Start of Exercise materials
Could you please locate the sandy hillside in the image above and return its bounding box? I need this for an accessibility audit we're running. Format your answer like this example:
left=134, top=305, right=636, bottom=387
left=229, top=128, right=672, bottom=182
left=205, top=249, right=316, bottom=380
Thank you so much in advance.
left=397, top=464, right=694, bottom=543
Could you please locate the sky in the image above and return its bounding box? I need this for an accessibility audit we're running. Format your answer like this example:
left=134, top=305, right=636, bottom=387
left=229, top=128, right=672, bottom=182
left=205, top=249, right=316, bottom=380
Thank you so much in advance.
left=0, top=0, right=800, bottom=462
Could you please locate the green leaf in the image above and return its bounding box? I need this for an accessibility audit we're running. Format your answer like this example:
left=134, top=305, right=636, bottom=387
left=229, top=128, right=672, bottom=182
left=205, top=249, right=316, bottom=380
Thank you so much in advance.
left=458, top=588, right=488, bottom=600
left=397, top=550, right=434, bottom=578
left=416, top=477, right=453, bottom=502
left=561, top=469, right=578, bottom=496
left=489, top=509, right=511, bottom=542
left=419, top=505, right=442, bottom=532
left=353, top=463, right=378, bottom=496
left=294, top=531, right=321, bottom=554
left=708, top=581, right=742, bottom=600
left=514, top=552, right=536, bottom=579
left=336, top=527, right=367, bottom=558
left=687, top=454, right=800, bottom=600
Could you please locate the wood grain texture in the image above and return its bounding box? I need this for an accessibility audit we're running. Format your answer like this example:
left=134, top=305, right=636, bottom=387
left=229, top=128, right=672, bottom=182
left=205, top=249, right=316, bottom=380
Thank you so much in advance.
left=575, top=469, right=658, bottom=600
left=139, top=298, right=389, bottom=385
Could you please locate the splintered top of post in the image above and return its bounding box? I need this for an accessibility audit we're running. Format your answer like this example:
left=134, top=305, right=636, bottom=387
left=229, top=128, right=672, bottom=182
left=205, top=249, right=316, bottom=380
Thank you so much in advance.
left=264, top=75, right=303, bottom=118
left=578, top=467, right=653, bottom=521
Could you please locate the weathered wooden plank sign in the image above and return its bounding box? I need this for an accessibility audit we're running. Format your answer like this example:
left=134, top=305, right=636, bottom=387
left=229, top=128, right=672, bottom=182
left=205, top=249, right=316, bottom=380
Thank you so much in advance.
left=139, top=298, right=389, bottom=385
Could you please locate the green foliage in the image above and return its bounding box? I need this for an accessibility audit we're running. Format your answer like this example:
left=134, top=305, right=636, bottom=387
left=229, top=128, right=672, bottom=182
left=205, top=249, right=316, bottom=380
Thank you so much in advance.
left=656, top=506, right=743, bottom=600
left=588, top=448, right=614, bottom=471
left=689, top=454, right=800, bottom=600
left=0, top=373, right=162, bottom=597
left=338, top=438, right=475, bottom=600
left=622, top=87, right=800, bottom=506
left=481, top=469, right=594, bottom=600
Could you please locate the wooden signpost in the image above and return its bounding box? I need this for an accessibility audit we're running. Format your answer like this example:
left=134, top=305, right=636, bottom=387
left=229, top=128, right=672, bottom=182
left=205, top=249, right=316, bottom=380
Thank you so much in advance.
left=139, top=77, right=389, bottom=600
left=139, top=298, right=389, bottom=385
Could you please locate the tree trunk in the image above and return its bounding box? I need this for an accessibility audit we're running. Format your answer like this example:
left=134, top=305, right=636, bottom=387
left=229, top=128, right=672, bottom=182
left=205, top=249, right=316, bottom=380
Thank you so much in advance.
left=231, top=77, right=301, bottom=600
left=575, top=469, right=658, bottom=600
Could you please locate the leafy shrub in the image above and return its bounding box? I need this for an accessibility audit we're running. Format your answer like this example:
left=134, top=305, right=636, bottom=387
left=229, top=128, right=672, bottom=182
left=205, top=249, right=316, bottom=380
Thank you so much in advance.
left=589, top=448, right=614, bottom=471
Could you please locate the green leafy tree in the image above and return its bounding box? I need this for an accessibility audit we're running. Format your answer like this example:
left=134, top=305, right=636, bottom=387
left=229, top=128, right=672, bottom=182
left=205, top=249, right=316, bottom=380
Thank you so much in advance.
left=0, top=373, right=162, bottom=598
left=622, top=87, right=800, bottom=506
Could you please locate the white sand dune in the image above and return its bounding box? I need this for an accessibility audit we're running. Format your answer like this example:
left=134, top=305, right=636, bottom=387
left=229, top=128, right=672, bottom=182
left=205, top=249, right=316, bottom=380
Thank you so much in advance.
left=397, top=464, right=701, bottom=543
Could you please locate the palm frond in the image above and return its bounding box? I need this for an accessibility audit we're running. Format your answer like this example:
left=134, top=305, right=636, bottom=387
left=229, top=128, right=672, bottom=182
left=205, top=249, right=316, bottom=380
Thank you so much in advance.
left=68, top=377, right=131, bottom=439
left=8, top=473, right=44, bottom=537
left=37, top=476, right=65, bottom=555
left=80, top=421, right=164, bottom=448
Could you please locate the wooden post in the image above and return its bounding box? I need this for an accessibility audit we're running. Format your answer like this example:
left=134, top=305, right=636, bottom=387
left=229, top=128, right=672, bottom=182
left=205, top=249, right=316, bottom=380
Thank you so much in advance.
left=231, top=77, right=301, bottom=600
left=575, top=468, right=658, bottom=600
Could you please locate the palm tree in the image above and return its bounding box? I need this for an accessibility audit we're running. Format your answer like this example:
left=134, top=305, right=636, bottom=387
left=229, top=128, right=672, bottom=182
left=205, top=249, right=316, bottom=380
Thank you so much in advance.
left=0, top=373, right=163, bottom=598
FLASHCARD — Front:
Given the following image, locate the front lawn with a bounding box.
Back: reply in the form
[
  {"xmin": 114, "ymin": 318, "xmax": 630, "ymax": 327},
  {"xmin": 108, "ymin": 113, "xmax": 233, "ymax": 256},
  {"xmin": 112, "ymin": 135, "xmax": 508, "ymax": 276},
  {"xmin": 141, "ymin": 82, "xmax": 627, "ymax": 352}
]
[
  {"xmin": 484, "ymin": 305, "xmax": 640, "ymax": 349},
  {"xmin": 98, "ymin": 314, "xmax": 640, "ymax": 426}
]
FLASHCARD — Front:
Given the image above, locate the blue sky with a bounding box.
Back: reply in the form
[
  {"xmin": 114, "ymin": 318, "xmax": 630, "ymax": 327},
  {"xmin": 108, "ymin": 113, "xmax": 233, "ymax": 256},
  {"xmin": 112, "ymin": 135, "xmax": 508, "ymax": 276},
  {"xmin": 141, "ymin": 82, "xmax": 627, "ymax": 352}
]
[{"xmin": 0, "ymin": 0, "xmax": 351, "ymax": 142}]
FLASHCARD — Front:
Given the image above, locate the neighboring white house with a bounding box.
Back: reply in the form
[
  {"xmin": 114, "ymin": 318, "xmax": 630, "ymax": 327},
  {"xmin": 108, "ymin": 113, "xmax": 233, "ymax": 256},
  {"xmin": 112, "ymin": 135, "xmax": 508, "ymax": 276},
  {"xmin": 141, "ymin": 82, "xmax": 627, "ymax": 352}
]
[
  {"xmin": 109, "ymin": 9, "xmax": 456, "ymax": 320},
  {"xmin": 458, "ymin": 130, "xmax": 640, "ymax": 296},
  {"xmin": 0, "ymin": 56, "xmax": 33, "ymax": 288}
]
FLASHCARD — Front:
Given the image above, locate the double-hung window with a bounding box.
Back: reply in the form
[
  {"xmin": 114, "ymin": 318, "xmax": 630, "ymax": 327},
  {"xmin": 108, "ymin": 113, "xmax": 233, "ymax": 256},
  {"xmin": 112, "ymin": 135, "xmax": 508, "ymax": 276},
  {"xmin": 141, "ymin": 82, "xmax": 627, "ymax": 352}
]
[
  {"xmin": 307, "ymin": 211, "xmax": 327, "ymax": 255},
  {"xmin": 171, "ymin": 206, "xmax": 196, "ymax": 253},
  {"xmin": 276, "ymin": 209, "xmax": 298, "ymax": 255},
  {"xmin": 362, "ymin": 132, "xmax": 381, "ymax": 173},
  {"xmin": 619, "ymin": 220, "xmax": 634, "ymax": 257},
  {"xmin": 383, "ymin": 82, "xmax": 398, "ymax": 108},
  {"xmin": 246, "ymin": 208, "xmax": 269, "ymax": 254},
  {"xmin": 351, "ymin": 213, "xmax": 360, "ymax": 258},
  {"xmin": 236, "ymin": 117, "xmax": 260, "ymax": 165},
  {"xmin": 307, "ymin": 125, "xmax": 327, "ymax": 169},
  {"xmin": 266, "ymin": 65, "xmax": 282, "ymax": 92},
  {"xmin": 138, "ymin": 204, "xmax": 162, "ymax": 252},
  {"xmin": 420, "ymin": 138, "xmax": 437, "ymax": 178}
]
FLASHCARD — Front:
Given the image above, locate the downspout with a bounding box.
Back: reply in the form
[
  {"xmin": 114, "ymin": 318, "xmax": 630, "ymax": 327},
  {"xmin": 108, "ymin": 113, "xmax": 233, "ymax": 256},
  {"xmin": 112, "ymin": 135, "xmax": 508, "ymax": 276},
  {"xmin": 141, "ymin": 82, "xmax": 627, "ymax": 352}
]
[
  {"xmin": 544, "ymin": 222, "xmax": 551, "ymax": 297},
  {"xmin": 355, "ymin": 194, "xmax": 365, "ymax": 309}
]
End of Exercise materials
Please return the items again unchanged, starting at the line that contains "Could you please locate the green leaf in" and ending after the line that contains "left=353, top=463, right=378, bottom=496".

## Full solution:
Could you please locate the green leaf in the image above and return its bounding box? I need this for an accessibility audit we're running. Format your answer like this example:
left=134, top=305, right=636, bottom=387
left=229, top=128, right=672, bottom=182
left=205, top=249, right=316, bottom=380
Thank you so much in advance.
left=458, top=588, right=488, bottom=600
left=397, top=550, right=434, bottom=578
left=416, top=477, right=453, bottom=502
left=561, top=469, right=578, bottom=496
left=489, top=509, right=511, bottom=542
left=419, top=505, right=442, bottom=532
left=353, top=463, right=378, bottom=496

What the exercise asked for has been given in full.